Short problem =
Copy these records line for line without changing anything.

A block of data

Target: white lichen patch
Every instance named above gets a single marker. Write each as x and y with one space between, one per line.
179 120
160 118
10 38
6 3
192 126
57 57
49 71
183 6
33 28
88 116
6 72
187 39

Exercise response =
Target: white lichen patch
Every instance named above gets a single marker. Write each as x and y with one space between, one per line.
179 120
160 118
10 38
6 3
192 126
57 57
49 71
183 6
33 28
88 116
6 72
187 39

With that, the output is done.